Quoted passage:
--- Begin ---
The Power of Three

I met Amy the day after her family moved into our neighborhood. She was stepping out of my front door with a toddler on her hip, two more kids circling her ankles and a smile on her face. She had the "I-just-moved-to-the-beach look" and then the "auughh, yesssss!" relaxed forehead that we all did when we first laid eyes on our front porch views. There's just something about living in a teeny tiny house by the sea that makes all the other stresses in life disappear...well, for awhile.
--- End ---
Exercise A:
According to the passage titled "The Power of Three," when did the narrator first meet Amy?
Exercise B:
Express the listing as a Markdown table with columns named Row and Line, running from the line that contains "Reviewer note: every instance of the bare birch" through the end of the listing, both included. Omit any blank lines.
The listing that follows has no connection to the passage above.

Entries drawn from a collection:
--- Begin ---
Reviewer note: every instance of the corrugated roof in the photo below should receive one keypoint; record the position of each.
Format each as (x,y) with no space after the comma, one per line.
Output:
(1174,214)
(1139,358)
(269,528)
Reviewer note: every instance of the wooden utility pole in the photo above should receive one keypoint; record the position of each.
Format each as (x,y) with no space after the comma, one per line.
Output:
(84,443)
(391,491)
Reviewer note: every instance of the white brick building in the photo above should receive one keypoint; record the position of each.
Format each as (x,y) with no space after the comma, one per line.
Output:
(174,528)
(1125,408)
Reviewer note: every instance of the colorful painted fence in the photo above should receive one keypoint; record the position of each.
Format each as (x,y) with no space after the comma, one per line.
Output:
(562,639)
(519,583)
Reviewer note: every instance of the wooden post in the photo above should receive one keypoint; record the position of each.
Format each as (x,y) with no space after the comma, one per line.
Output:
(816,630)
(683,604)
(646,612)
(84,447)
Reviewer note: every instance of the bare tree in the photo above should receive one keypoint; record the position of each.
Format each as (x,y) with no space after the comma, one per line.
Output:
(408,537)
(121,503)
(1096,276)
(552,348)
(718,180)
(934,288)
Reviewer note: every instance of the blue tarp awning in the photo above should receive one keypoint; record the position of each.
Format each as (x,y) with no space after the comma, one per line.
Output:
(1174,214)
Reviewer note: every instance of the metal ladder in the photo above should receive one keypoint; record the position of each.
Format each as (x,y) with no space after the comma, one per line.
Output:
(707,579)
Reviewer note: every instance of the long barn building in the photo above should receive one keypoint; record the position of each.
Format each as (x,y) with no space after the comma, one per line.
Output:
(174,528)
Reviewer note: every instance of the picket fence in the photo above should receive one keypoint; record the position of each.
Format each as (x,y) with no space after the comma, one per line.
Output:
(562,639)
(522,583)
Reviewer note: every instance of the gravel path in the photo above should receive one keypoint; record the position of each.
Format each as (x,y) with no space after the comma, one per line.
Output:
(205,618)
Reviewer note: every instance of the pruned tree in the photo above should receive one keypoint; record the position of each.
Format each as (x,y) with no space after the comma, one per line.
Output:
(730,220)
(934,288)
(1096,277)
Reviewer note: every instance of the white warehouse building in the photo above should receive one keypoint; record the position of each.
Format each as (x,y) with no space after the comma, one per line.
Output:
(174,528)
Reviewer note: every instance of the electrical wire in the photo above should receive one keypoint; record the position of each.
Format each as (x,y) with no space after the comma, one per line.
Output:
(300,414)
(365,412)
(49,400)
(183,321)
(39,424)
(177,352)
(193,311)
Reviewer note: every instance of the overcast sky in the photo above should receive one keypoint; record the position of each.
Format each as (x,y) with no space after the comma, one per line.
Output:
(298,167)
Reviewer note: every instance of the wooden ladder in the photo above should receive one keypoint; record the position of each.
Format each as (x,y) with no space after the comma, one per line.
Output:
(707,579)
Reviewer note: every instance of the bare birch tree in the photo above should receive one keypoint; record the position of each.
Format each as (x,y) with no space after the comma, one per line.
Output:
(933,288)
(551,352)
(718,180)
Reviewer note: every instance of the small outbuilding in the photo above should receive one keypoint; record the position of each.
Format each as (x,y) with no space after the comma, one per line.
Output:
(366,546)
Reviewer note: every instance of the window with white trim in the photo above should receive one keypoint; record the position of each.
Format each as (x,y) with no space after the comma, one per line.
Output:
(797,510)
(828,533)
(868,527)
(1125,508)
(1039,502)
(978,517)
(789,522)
--- End ---
Task answer A:
The narrator met Amy the day after her family moved into the neighborhood.

Task answer B:
| Row | Line |
|---|---|
| 1 | Reviewer note: every instance of the bare birch tree in the photo above should receive one keypoint; record the position of each. |
| 2 | Format each as (x,y) with no space after the comma, one per line. |
| 3 | Output: |
| 4 | (933,288) |
| 5 | (551,352) |
| 6 | (718,180) |
| 7 | Reviewer note: every instance of the small outbuilding in the photo above should receive one keypoint; record the position of each. |
| 8 | Format each as (x,y) with no space after the comma, one per line. |
| 9 | Output: |
| 10 | (366,546) |
| 11 | Reviewer note: every instance of the window with white trim in the photo above should receive one keypoint; record the position of each. |
| 12 | Format each as (x,y) with no space after the comma, one per line. |
| 13 | Output: |
| 14 | (797,510) |
| 15 | (828,533) |
| 16 | (868,527) |
| 17 | (1125,508) |
| 18 | (1039,502) |
| 19 | (978,517) |
| 20 | (789,522) |